### GIVEN PROBLEM 1
Report how many lines of the records contain the word "mountain". Give only the number.

### TEXT PROVIDED
Group-Equivariant Convolutional Neural networks for Keras: keras_gcnn

Straight-forward keras implementations for 90-degree roto-reflections equivariant CNNs. See a working example.

Install: pip install git+https://github.com/nom/GrouPy#egg=GrouPy -e git+https://github.com/basveeling/keras-gcnn.git#egg=keras_gcnn

Requires python 3, up to date keras and a tensorflow backend. Please report any problems in the issues.

About Group-equivariance

Conventional fully-convolutional NNs are 'equivariant' to translation: as the input shifts in the spatial plane, the output shifts accordingly. This can be extended to include other forms of transformations such as 90 degree rotations and reflection. This is formalized by [2].

Citing

If you use these implementations in your work, we appreciate a citation to our paper:

[1] B. S. Veeling, J. Linmans, J. Winkens, T. Cohen, M. Welling. "Rotation Equivariant CNNs for Digital Pathology". arXiv:1806.03962

Biblatex entry:

@ARTICLE{Veeling2018-qh,
  title         = "Rotation Equivariant {CNNs} for Digital Pathology",
  author        = "Veeling, Bastiaan S and Linmans, Jasper and Winkens, Jim and
                   Cohen, Taco and Welling, Max",
  month         =  jun,
  year          =  2018,
  archivePrefix = "arXiv",
  primaryClass  = "cs.CV",
  eprint        = "1806.03962"
}

GDensenet

We provide a Group-equivariant version of DenseNet [3] as proposed in [1].

Recipe for building equivariant networks:

• Decide on a group to use, currently D4 (roto-reflection) and C4 (rotations) are supported.
• All convolutional layers with kernels larger than 1 should be replaced with group-equivariant layers.
  • The first layer transforms the input from Z2 to D4, by setting h_input='Z2' and h_output='C4' or 'D4'.
  • Follow up layers live on the chosen group and have h_input=h_output='D4' (or 'C4').
• Operations that learn parameters per feature-map should be replaced with group versions, including:
  • BatchNormalization becomes GBatchNorm.
• To create a model invariant to rotations, use GroupPool followed by a global spatial pooling layer such as GlobalAveragePooling.

References

• [1] B. S. Veeling, J. Linmans, J. Winkens, T. Cohen, M. Welling. "Rotation Equivariant CNNs for Digital Pathology". arXiv [cs.CV] (2018), (available at http://arxiv.org/abs/1806.03962).
• [2] Cohen, Taco, and Max Welling. "Group equivariant convolutional networks." International Conference on Machine Learning. 2016.
• [3] Huang, Gao, et al. "Densely connected convolutional networks." Proceedings of the IEEE conference on computer vision and pattern recognition. Vol. 1. No. 2. 2017.

### GIVEN PROBLEM 2
Which two groups does the keras_gcnn page say are currently supported?

### INPUT MATERIAL
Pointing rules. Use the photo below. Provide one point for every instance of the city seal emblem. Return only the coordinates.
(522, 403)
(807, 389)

...

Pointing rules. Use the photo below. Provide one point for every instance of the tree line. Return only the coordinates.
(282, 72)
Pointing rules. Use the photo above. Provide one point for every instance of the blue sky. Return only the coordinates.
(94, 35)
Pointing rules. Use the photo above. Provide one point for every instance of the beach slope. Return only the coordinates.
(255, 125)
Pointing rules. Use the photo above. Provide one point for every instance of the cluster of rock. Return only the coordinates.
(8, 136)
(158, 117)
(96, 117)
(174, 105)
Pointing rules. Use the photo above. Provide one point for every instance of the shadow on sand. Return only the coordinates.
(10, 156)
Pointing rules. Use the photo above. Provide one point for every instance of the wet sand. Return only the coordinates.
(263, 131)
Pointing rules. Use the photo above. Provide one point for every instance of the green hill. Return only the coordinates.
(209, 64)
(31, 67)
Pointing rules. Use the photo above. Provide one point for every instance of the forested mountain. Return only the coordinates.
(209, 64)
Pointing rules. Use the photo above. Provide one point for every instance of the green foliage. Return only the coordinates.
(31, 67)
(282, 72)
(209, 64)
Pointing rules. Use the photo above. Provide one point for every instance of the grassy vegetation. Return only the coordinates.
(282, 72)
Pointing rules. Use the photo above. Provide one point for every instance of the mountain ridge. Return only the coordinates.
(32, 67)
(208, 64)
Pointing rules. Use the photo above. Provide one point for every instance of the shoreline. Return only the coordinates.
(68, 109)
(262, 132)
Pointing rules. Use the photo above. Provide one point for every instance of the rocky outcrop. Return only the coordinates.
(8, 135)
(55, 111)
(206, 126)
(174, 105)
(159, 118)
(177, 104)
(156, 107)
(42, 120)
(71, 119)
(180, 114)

### TASK RESPONSE 1
2

### TASK RESPONSE 2
D4 (roto-reflection) and C4 (rotations).